* **What you need to do**
Can you quote the lines below exactly, starting at the line with "Category: utility pole" and going through the last one?

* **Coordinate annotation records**
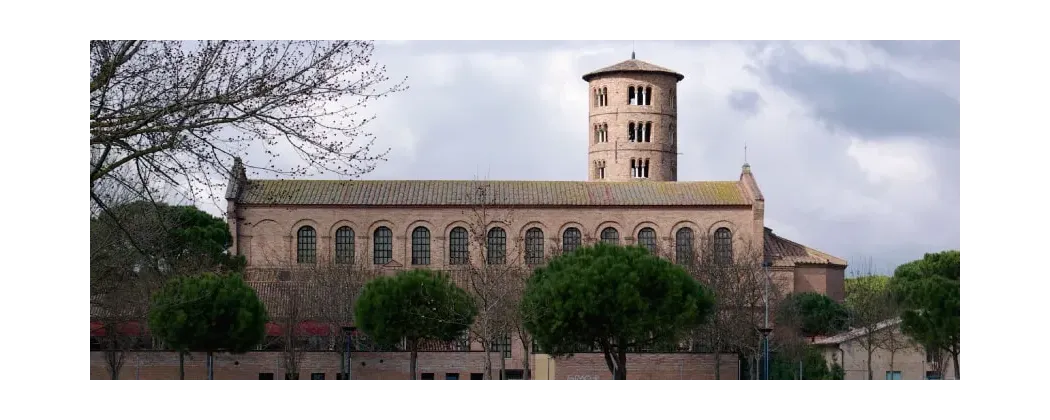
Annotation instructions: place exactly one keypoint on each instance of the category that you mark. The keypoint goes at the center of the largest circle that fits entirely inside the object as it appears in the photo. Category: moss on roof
(542, 193)
(632, 65)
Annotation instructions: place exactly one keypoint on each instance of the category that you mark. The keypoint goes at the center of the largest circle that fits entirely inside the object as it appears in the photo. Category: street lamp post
(765, 353)
(765, 329)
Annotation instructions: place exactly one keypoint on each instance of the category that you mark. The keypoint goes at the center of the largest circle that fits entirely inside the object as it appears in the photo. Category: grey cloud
(921, 49)
(748, 102)
(875, 103)
(480, 124)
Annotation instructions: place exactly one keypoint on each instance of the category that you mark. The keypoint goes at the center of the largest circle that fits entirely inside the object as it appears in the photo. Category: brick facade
(266, 234)
(394, 366)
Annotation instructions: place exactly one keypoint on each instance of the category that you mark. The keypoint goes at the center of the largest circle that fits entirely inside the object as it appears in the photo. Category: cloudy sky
(855, 145)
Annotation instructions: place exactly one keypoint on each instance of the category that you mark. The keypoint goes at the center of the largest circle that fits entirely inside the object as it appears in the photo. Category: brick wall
(394, 366)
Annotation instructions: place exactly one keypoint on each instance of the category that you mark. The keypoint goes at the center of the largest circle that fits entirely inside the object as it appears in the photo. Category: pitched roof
(539, 193)
(784, 252)
(855, 333)
(630, 66)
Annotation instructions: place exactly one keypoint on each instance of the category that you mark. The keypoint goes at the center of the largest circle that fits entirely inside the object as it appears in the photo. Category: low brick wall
(394, 366)
(672, 366)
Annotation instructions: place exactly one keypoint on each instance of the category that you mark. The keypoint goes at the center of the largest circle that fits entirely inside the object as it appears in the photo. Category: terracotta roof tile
(632, 65)
(784, 252)
(502, 192)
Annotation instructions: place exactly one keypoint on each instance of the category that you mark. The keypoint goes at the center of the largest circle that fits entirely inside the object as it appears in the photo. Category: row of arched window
(635, 96)
(639, 168)
(639, 96)
(639, 132)
(600, 169)
(602, 97)
(601, 133)
(496, 247)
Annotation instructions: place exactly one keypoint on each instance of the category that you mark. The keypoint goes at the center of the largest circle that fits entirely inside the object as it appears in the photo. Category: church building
(632, 195)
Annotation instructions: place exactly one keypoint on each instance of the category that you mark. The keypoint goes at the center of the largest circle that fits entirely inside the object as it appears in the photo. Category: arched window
(382, 248)
(344, 245)
(533, 246)
(459, 250)
(570, 239)
(306, 250)
(420, 246)
(723, 246)
(684, 247)
(497, 246)
(647, 237)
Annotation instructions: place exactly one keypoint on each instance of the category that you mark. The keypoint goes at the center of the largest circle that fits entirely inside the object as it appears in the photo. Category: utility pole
(765, 330)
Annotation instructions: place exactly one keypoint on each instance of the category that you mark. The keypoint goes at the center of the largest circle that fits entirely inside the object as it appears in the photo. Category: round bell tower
(632, 122)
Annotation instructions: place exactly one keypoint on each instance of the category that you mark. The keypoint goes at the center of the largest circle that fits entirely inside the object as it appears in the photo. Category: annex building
(632, 195)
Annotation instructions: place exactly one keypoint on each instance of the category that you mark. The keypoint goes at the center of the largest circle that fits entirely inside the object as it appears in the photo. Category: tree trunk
(525, 363)
(211, 368)
(954, 363)
(870, 350)
(487, 347)
(622, 374)
(607, 352)
(503, 368)
(412, 358)
(717, 363)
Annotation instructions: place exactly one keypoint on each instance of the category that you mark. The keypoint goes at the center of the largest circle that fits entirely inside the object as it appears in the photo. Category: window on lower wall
(502, 345)
(515, 375)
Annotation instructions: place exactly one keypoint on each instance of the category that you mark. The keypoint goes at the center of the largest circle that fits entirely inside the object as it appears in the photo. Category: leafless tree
(306, 298)
(492, 281)
(894, 341)
(741, 289)
(169, 117)
(870, 307)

* **Written solution**
Annotation instructions: place exactly one keypoint on each instance of the category that you mark. The keypoint goes at the center of the largest circle that fits entirely inside the object as it appears in the photo. Category: utility pole
(765, 330)
Annotation instructions: place exactly one keypoint on each instance of the category that you mark. The keypoint goes at the center of the largest circle that fits entirely inside the object as it appears in the photo. Category: round bell tower
(632, 122)
Annotation instructions: place exactly one keypoint on each instance of the category that you mark. The keypoint goes at the center of the largest circle that fits entirely inside the object as it appears in the photo. Category: annex building
(632, 195)
Annotation instructions: place exactly one keypoint on each instance of the category that you mark. The keypoint goes at the center of the largest circle that fits entirely inside the object as it appears in the photo. Category: tree trunk
(525, 363)
(211, 368)
(954, 363)
(870, 350)
(487, 347)
(622, 374)
(607, 352)
(503, 368)
(412, 358)
(717, 363)
Annotation instructions: place exactly one keypoint on each instance of the category that you mark. The keypoint goes at the center of the largest circle that fits entirely inside the object as it appears in the photo. Category: window on lower wall
(502, 345)
(515, 375)
Annotation instructions: place exactly one keypoint on each instance of the category that you mark. The keypoint goes at the center of the largest circle that fits entirely inside the object as it appears in the photo. Category: leafless tree
(306, 298)
(492, 281)
(894, 341)
(741, 289)
(169, 117)
(870, 307)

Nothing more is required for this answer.